PASSAGE:

— BEGIN —

Intoxicated by his supervisory mandate without the required strategies to move the country forward, Trump wildly relied on autocratic executive actions to induce a bulk of his accomplishments, but that is not selling. Some commentaries, especially those spewing from the right wing had structured their assessment of Trump’s stewardship to reflect his pugnacious determination to fulfill his electioneering promises. However, abusive use of executive orders to hurriedly fulfill incredibly questionable electioneering vows to generate Twitter likes and shares remain one of Trump’s policy-making miseries.

Most controversial among his orders was Executive Order 13769, signed on January 27, 2017, curtailing refugees and stone-heartedly suspending the entry of Syrian refugees indefinitely. Trump was not done – this order also blocked nationals from seven Muslim-majority countries — Iraq, Iran, Libya, Somalia, Sudan, Syria and Yemen from entering the United States, signaling the harshest immigration policy in generations.

Trump’s Immigration policy excess was punctuated by the legal system he chose to sideline. Two judges restrained him. A Federal Judge in Hawaii issued a nationwide order blocking his ban on travel from parts of the Muslim world, whereas another in Maryland issued a separate Order, forbidding the core provision of the Trump’s travel ban from going into effect.

Anti-Trump protesters march along Lavaca Street in Austin, Texas, on Wednesday Nov. 9, 2016. Hundreds of University of Texas students marched through downtown Austin in protest of Donald Trump’s presidential victory.(Jay Janner/Austin American-Statesman via AP)

Trump’s move to retaliate against States opposed to his immigration enforcement policies also met another waterloo, just as his tenure sailed into the 100-day threshold. A Federal District Court Judge William Orrick issued a ruling, blocking his Executive Order seeking to cut federal funding to “sanctuary cities” – jurisdictions that refuse to help the Federal Government apprehend and deport undocumented immigrants. According to San Francisco city attorney, Dennis Herrera, “This is why we have courts – to halt the overreach of a President and an Attorney General who either don’t understand the Constitution or choose to ignore it.”

It is a fact that Trump campaigned and won on imaginable election promises. However, it has been established that electioneering victory is neither a proof of decision-making aptitude nor a test of exemplary leadership, but purely, a process of democracy.

Trump already admitted he was more of a negotiator than a transformational leader. He lied to his constituents that he was a dealmaker, and bragged about negotiating the country into economic possibilities. Yet, he has shown no talent for bargaining policies. For instance, he dabbled into a so called Trump/Ryan Care as a substitution to Obamacare and crashed beyond redemption; he bombarded Syria in a raid that turned out as lavish social media promotion; and then, dropped a so-called “Mother of all Bombs” in Afghanistan with absolutely no strategic purpose on negotiating North Korea.

— END —

RECORDED DATA:
— BEGIN —

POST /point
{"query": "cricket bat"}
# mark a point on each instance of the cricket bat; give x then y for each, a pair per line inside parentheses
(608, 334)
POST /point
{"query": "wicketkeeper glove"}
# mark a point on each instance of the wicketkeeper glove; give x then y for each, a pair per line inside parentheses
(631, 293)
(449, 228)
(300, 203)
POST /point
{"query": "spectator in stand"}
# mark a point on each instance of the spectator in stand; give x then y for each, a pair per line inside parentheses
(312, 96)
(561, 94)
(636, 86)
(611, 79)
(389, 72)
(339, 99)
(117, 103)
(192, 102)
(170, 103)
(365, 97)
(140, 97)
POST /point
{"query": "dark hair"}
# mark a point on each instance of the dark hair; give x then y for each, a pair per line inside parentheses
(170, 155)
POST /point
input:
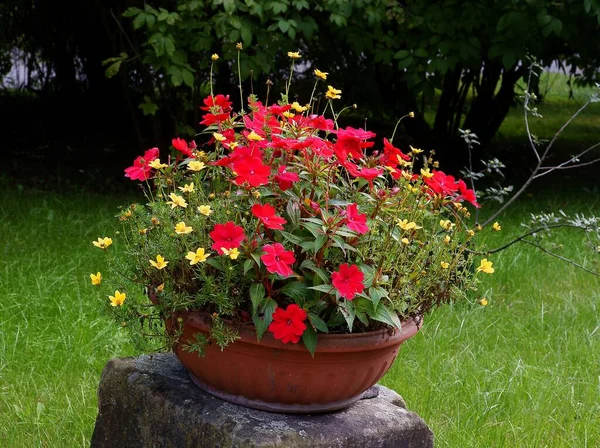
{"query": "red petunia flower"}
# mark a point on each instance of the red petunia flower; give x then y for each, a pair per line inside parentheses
(181, 145)
(348, 280)
(356, 221)
(277, 259)
(140, 170)
(251, 170)
(288, 325)
(266, 213)
(226, 236)
(285, 179)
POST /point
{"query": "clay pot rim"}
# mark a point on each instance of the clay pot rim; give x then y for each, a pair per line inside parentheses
(339, 342)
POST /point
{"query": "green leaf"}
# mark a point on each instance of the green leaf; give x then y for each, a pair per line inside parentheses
(318, 323)
(383, 314)
(309, 337)
(257, 293)
(296, 290)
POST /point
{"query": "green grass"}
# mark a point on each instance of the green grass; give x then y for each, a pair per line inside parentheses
(522, 371)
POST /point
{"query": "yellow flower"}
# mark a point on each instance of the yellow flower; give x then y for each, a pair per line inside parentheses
(96, 279)
(319, 74)
(254, 137)
(486, 266)
(446, 224)
(205, 210)
(187, 188)
(296, 106)
(176, 201)
(194, 165)
(232, 253)
(426, 173)
(219, 137)
(197, 257)
(160, 262)
(157, 165)
(405, 225)
(182, 229)
(333, 93)
(103, 243)
(118, 298)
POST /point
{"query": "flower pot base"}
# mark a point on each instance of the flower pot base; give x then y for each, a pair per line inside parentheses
(285, 408)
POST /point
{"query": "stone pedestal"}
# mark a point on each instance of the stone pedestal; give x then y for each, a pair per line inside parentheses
(151, 402)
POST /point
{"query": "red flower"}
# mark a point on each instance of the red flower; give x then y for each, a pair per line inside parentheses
(348, 281)
(278, 260)
(286, 179)
(181, 145)
(251, 170)
(288, 325)
(140, 169)
(266, 213)
(356, 221)
(227, 236)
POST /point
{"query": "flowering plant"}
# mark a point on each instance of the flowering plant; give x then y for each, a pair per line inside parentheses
(286, 220)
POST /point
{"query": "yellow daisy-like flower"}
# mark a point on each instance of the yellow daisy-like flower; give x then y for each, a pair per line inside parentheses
(117, 299)
(485, 266)
(219, 137)
(296, 106)
(176, 201)
(182, 229)
(102, 243)
(254, 137)
(319, 74)
(195, 165)
(446, 224)
(187, 188)
(426, 173)
(96, 278)
(160, 262)
(199, 256)
(205, 210)
(333, 93)
(405, 225)
(232, 253)
(157, 165)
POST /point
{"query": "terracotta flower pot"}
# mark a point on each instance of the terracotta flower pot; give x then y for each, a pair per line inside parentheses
(278, 377)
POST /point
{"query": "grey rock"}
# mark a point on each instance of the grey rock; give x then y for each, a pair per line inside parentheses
(150, 401)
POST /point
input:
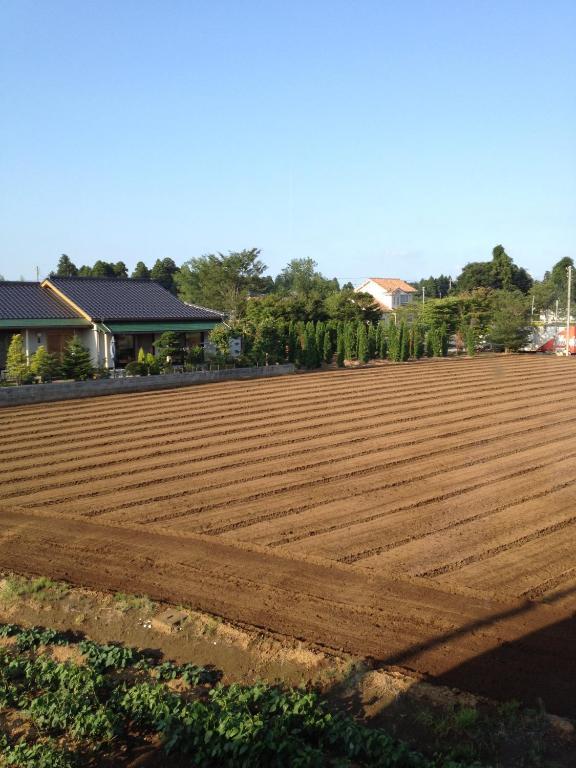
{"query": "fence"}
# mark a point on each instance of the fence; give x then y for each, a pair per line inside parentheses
(73, 390)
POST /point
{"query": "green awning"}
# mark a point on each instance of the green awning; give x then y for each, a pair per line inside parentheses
(206, 325)
(46, 323)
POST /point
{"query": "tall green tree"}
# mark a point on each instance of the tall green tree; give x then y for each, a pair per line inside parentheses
(222, 282)
(340, 347)
(44, 365)
(301, 278)
(363, 354)
(76, 361)
(103, 269)
(65, 267)
(16, 363)
(141, 271)
(510, 326)
(501, 269)
(347, 305)
(120, 269)
(164, 272)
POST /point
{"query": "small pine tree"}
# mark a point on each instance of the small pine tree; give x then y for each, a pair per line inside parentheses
(340, 354)
(383, 343)
(327, 351)
(417, 341)
(292, 341)
(363, 344)
(437, 341)
(470, 340)
(311, 351)
(393, 343)
(320, 332)
(403, 343)
(76, 361)
(444, 339)
(351, 341)
(16, 363)
(43, 364)
(378, 344)
(372, 345)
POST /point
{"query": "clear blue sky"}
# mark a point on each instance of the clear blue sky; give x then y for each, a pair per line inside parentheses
(379, 137)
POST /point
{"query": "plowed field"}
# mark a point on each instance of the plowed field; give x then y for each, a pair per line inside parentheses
(423, 514)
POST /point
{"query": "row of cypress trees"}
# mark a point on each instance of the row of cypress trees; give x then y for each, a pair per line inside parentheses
(310, 344)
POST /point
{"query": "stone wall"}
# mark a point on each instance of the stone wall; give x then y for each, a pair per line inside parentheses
(73, 390)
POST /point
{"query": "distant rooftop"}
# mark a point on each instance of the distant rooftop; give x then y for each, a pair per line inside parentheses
(393, 284)
(29, 301)
(127, 299)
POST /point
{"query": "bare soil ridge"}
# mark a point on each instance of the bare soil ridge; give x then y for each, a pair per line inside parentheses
(421, 515)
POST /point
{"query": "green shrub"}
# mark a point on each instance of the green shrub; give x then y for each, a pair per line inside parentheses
(76, 361)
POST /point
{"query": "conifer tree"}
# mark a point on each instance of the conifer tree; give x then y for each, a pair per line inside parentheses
(403, 343)
(372, 346)
(444, 339)
(292, 340)
(43, 364)
(417, 341)
(327, 350)
(393, 348)
(16, 363)
(383, 343)
(340, 353)
(311, 351)
(320, 333)
(76, 361)
(363, 344)
(470, 340)
(378, 341)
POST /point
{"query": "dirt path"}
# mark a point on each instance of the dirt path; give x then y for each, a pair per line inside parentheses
(396, 622)
(420, 514)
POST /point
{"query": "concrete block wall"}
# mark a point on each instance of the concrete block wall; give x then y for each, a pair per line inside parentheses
(73, 390)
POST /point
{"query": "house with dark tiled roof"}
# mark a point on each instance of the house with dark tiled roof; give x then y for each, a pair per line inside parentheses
(389, 293)
(113, 317)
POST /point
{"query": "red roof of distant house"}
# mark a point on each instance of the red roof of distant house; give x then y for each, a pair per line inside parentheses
(393, 284)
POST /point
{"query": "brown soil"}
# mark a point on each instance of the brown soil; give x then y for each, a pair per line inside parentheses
(422, 515)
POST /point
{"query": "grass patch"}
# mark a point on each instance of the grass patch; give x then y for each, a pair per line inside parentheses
(126, 603)
(41, 590)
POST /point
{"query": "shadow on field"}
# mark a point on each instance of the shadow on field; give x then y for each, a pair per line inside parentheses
(538, 668)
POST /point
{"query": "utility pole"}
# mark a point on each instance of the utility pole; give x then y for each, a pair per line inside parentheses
(569, 302)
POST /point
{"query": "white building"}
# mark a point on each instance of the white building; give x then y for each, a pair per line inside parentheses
(389, 292)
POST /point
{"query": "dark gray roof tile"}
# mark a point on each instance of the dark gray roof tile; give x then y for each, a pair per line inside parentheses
(29, 301)
(128, 299)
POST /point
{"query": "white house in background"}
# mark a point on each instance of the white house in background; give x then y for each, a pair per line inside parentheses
(389, 292)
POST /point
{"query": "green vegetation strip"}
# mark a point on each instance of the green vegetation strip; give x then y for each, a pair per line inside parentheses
(117, 695)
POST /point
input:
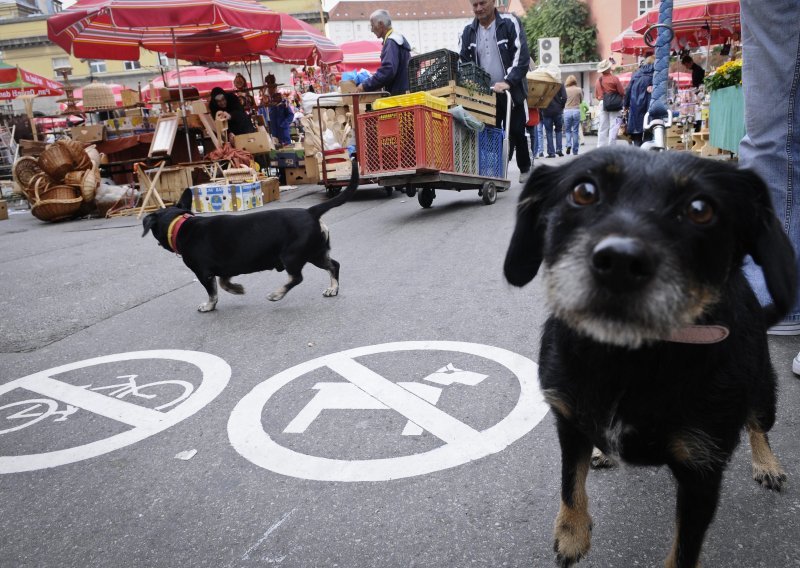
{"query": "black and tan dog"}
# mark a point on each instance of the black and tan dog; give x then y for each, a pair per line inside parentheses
(656, 349)
(224, 246)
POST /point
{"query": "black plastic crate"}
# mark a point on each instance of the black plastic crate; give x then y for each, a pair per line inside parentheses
(432, 70)
(474, 78)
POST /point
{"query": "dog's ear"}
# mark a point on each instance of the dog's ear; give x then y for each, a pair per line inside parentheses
(524, 254)
(148, 223)
(771, 249)
(185, 202)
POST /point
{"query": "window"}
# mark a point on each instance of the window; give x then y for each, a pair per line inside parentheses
(97, 65)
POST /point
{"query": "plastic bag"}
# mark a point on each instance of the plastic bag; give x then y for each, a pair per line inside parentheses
(466, 119)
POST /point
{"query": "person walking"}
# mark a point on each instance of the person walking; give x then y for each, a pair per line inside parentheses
(771, 147)
(553, 121)
(572, 114)
(497, 43)
(392, 75)
(608, 90)
(637, 99)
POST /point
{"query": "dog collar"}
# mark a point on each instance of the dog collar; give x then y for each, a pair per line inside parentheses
(172, 231)
(699, 334)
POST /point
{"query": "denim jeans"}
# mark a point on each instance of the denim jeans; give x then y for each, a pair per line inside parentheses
(771, 147)
(553, 125)
(572, 124)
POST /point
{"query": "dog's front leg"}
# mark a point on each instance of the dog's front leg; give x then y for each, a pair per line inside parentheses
(573, 530)
(698, 494)
(209, 282)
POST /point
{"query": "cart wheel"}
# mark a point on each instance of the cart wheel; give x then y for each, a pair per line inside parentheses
(489, 193)
(425, 197)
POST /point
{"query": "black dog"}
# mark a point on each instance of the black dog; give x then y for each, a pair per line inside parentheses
(655, 350)
(224, 246)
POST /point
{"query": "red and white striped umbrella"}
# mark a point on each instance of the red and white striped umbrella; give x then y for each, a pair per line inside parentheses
(186, 29)
(303, 44)
(697, 22)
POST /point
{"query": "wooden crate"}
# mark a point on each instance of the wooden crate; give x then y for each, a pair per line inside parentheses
(482, 107)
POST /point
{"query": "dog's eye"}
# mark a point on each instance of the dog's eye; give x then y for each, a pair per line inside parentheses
(700, 212)
(584, 194)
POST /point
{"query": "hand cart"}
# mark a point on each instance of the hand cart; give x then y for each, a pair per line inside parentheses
(424, 183)
(334, 184)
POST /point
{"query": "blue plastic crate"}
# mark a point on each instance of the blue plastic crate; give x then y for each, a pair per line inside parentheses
(490, 152)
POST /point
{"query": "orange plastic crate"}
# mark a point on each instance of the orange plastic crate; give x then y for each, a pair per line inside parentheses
(405, 138)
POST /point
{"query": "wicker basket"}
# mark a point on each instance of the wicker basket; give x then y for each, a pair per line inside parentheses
(56, 161)
(24, 169)
(98, 96)
(62, 203)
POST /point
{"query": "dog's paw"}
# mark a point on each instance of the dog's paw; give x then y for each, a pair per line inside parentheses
(770, 478)
(602, 461)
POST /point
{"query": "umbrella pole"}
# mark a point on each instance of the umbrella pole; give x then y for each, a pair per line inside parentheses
(180, 96)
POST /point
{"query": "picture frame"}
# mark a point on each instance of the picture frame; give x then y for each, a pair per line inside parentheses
(164, 136)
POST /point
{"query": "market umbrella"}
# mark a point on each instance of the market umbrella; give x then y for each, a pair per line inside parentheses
(361, 54)
(202, 78)
(302, 44)
(697, 22)
(15, 82)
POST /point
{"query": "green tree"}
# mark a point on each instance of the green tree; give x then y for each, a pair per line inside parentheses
(569, 20)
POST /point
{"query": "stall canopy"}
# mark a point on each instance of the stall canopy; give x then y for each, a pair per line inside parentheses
(364, 54)
(15, 82)
(697, 22)
(202, 78)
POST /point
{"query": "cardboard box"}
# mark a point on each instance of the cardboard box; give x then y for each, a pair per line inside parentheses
(88, 133)
(256, 142)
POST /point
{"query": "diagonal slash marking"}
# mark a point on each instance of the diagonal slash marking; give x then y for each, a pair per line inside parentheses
(419, 411)
(126, 412)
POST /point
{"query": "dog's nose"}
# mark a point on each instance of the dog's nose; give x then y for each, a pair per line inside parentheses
(623, 264)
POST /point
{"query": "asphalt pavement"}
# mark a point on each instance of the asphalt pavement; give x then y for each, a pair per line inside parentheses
(397, 424)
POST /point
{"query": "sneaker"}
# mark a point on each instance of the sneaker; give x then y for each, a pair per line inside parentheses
(786, 327)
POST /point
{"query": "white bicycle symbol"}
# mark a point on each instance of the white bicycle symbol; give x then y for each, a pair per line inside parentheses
(38, 409)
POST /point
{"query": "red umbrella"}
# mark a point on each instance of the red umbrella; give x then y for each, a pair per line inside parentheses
(202, 78)
(303, 44)
(697, 22)
(189, 29)
(358, 54)
(15, 82)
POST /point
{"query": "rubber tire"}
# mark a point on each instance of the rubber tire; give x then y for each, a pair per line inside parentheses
(426, 197)
(489, 193)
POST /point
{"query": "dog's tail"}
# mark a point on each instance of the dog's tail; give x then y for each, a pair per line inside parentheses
(318, 211)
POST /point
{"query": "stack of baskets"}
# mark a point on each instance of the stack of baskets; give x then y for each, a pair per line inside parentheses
(60, 181)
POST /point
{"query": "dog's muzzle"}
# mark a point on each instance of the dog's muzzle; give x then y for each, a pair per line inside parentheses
(623, 264)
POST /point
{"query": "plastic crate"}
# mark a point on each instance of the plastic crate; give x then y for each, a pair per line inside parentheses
(474, 78)
(465, 150)
(414, 99)
(405, 138)
(490, 152)
(432, 70)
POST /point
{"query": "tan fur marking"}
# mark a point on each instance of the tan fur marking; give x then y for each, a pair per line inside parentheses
(573, 530)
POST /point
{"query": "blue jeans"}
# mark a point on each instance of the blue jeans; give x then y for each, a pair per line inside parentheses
(771, 147)
(553, 124)
(572, 122)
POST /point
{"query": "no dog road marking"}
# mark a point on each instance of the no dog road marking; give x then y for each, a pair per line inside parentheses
(365, 389)
(41, 399)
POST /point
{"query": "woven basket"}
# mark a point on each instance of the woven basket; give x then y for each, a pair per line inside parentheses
(62, 203)
(24, 169)
(56, 161)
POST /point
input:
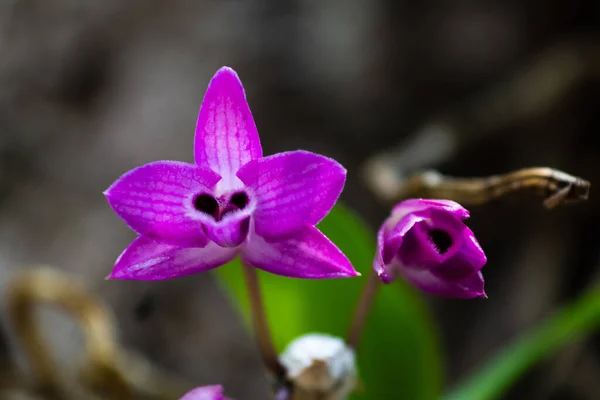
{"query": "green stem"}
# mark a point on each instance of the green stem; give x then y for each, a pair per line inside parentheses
(362, 309)
(260, 324)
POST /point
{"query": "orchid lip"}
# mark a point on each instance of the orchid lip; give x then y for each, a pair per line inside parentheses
(218, 208)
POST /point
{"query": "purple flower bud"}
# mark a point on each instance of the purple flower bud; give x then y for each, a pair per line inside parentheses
(426, 242)
(214, 392)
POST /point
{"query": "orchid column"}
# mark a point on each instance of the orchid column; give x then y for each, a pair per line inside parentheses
(233, 201)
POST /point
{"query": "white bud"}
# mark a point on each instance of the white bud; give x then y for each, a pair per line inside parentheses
(320, 367)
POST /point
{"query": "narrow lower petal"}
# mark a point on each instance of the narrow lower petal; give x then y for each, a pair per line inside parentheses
(293, 190)
(148, 260)
(226, 135)
(466, 288)
(214, 392)
(308, 254)
(156, 200)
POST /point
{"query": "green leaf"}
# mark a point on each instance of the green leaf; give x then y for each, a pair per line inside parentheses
(398, 355)
(571, 323)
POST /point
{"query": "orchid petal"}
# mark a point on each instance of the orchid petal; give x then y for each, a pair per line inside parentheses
(146, 259)
(226, 135)
(156, 200)
(432, 241)
(469, 259)
(293, 190)
(416, 205)
(214, 392)
(307, 254)
(429, 282)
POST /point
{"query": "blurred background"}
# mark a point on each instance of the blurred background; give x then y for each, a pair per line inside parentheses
(90, 89)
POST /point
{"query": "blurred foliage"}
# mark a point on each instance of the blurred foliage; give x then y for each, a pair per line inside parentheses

— END —

Quote the part of the passage about Trump's executive orders that begins with the words "Anti-Trump protesters march" and ends with "American-Statesman via AP)". The data has no connection to the passage about Trump's executive orders.

Anti-Trump protesters march along Lavaca Street in Austin, Texas, on Wednesday Nov. 9, 2016. Hundreds of University of Texas students marched through downtown Austin in protest of Donald Trump’s presidential victory.(Jay Janner/Austin American-Statesman via AP)